# Short task
Can you write the next part of the history of Bulgarian settlement in Bessarabia below, starting after its final sentence?

# Source excerpt

The first Bulgarians settled in southern Bessarabia at the end of the 18th and beginning of the 19th centuries, at the time of feudal sedition in the Ottoman Empire, and after the Russo-Turkish Wars of the period. Particularly strong waves of emigration emerged after the Russo-Turkish Wars of 1806–1812 and 1828-1829. The settlers came primarily from what is now Thrace - Glavan village, Stara Zagora Bulgaria, but many were also descendants from the western areas of the Bulgarian homelands (as far west as modern-day Albania) but had moved east in and before the 18th century. Alongside the Bulgarians who immigrated to Bessarabia were also a handful of Albanians who also had settled in eastern Bulgaria some time before.

When Russian Armies were reaching and crossing Danube during the Russian-Ottoman Wars, some local Bulgarians supported them. These people were compromised in the eyes of the Ottomans and therefore had a better chance moving to the Russian Empire. The Russian Propaganda also worked to convince Bulgarians to settle in areas recently conquered by them, from which Tatars were removed. Bulgarians settled not only in Bessarabia, but also in the Kherson region.[3]

For the first time, Bulgarian and Gagauzian refugees in Bessarabia are mentioned in 1769. The 1817 census found Bulgarians in 12 Bessarabian villages in the valleys of the Ialpug and Lunga Rivers (Creeks): 482 Bulgarian and Gagauzian families and 38 Romanian families in these 12 villages. The leader of the Bulgarians and Gagauzians was a man referred to as Copceac. Seven of the 12 villages were Gagauzian (Baurci, Beșalma, Ceadîr-Lunga, Chessău, Dezghingea, Gaidar, and Tomai), and 5 were Bulgarian.[3]

After arriving in Bessarabia, Bulgarians and Gagauzians founded their own towns, such as Bolhrad (1819) and Comrat, and around 64 (according to some sources[citation needed]) or 43 (according to other sources[4]) villages. In 1856, after the Treaty of Paris, three counties of southern Bessarabia, Cahul, Bolgrad and Ismail, reverted to the Principality of Moldavia (the United Principalities after 1859). These included the cities of Bolgrad, Ismail and Chilia. Gaguzian settlements centred on Comrat, however, remained in the Russian Empire. A Bulgarian high school (gymnasium), the Bolhrad High School, was founded in Bolgrad (Bolhrad) on June 28, 1858 by the Moldavian authorities of Alexandru Ioan Cuza,[4] which had a positive effect on the development of Bulgarian education and culture, and is in fact the first modern Bulgarian gymnasium.

In 1861, 20,000 Bulgarians from the Romanian part of Bessarabia moved to Russia, where they were given land in Taurida Governorate to replace the Nogais who had left what was formerly territory of the Crimean Khanate. Those settlers founded another Bulgarian community—the Tauridan Bulgarians.

# Stored data
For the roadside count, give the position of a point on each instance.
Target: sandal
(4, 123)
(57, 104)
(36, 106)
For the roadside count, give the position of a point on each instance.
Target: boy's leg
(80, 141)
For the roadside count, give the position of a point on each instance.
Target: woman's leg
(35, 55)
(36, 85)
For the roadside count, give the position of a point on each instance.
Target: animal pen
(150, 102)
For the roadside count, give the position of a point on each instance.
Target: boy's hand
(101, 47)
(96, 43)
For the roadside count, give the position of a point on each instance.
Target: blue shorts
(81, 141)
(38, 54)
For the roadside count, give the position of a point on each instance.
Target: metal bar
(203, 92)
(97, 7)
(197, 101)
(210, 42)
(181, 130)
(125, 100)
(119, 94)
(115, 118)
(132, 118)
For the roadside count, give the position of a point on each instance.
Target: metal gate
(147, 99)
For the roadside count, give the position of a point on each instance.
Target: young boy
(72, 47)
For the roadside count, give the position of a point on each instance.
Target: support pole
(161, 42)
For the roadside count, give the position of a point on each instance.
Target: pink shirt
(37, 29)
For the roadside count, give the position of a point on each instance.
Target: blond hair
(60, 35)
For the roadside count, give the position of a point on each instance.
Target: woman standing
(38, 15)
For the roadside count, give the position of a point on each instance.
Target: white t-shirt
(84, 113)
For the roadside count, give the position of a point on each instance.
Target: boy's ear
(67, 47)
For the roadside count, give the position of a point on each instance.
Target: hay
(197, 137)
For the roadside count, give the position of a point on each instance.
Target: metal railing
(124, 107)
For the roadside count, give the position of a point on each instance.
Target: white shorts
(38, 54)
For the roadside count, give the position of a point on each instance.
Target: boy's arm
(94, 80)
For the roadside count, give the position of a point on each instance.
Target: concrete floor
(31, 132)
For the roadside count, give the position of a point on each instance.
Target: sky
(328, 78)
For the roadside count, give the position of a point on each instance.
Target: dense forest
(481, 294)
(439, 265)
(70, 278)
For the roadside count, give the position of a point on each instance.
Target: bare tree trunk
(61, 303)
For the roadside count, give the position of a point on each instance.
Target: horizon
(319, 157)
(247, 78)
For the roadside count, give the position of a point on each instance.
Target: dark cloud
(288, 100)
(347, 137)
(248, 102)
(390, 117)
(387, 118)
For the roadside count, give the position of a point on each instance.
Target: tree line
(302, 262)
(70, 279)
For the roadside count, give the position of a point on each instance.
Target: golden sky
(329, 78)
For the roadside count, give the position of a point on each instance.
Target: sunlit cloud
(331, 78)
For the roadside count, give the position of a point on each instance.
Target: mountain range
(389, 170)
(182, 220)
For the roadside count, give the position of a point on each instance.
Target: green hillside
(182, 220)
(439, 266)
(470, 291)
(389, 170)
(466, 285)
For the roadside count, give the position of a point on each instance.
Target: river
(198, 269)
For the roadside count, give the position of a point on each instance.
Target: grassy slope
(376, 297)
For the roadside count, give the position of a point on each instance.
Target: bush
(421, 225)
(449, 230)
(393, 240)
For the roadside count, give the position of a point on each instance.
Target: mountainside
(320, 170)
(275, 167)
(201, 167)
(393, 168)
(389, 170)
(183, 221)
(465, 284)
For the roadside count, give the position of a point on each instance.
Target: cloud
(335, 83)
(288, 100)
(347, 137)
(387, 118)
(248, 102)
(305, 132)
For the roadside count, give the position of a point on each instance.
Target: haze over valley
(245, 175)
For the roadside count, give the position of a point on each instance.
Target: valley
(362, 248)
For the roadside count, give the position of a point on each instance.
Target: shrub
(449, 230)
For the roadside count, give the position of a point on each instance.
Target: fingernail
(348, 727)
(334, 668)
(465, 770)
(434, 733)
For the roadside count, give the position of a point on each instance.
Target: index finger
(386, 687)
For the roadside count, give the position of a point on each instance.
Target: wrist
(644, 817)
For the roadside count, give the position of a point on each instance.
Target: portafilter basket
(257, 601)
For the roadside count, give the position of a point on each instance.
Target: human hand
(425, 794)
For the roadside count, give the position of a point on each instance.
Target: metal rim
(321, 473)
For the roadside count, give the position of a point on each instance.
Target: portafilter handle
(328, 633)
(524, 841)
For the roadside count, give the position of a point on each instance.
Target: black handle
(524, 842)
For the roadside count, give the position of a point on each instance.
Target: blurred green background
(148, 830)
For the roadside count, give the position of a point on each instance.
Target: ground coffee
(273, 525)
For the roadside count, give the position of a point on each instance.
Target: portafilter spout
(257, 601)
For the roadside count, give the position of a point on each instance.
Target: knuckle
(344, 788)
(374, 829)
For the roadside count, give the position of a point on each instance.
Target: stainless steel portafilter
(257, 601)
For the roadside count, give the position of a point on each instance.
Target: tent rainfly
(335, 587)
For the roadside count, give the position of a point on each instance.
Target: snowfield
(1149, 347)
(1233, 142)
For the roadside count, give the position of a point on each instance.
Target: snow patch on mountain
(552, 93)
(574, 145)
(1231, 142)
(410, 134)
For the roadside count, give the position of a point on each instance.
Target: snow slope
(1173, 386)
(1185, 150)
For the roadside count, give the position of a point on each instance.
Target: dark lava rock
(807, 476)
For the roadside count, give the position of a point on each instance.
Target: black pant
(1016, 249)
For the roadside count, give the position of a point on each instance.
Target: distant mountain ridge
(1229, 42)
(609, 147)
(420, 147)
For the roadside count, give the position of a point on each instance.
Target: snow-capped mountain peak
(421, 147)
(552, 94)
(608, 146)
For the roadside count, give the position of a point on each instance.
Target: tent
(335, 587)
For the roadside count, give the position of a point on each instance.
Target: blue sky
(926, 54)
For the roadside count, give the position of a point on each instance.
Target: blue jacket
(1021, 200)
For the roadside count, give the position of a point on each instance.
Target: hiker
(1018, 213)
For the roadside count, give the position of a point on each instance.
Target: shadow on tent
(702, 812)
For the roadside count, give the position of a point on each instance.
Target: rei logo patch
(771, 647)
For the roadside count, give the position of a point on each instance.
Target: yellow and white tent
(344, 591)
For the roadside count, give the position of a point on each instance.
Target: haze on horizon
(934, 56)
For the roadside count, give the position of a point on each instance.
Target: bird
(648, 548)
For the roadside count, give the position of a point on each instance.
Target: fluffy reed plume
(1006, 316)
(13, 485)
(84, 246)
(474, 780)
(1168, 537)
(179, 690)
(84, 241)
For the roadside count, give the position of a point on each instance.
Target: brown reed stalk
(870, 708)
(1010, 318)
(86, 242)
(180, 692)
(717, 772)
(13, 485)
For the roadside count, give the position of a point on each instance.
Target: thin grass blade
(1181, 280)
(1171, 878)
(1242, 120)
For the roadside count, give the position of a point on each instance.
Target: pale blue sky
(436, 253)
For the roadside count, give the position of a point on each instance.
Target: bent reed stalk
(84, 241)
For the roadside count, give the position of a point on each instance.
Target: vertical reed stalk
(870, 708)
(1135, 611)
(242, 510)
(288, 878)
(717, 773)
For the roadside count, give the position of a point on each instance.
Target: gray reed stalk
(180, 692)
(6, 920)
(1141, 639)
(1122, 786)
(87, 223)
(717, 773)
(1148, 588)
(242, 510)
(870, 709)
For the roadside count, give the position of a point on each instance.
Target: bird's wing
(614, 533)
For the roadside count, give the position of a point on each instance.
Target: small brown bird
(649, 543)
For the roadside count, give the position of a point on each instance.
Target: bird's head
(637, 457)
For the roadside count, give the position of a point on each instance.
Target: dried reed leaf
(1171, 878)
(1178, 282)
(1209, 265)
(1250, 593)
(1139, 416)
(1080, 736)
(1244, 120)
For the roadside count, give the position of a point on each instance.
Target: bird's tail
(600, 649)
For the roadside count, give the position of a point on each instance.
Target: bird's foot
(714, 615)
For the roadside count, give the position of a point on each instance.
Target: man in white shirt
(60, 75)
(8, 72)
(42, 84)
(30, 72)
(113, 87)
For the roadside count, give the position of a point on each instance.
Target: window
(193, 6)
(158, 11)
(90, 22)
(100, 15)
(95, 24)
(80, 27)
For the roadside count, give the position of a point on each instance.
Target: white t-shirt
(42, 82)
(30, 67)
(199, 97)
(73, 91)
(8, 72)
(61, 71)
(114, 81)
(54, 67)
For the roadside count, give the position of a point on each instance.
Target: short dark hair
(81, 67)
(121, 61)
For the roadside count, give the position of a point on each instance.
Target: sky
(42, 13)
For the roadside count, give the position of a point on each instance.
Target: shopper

# Answer to the exercise
After the whole region of southern Bessarabia was incorporated again by the Russian Empire in 1878, the process of Russification grew stronger, as many Bulgarian intellectuals returned to newly established Principality of Bulgaria to help set up the Bulgarian state. The Bulgarian minority was deprived of the rights earned during the Romanian control.

The whole of Bessarabia united with Romania in April 1918, after the Russian Revolution and the collapse of the Russian Empire. In contrast with the previous period of Romanian control, most cultural and educational rights of the Bulgarian minority were not returned, as many Bulgarians underwent Romanianization policies.

During the Tatarbunary Uprising of 1924, when Soviets unsuccessfully tried to overthrow the Romanian administration in southern Bessarabia, many Bulgarians (alongside local Moldovans (Romanians), and Bessarabian Germans) sided with Romanian authorities, as pointed out by Gheorghe Tătărescu in the report given on behalf of the Ministry of the Interior to the Romanian Parliament in 1925.[5]

The Molotov–Ribbentrop Pact of 1939 led to a Soviet ultimatum in June 1940, the invasion of Soviet forces into Bessarabia, and its inclusion into the Soviet Union. Although being an officially accepted minority under Soviet rule, the Bessarabian Bulgarians lost some features of their cultural identity in the period.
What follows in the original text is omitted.